Work request
Transcribe all records verbatim.

= Beginning of Section =

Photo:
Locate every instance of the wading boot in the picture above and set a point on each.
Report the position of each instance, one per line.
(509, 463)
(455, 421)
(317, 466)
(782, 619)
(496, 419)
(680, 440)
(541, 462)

= End of Section =

Solved problem
Photo:
Locate every instance of the wading boot in the picture above and set a point on each.
Report the position of each instance, one per line.
(509, 463)
(455, 421)
(317, 466)
(782, 619)
(496, 419)
(680, 440)
(541, 462)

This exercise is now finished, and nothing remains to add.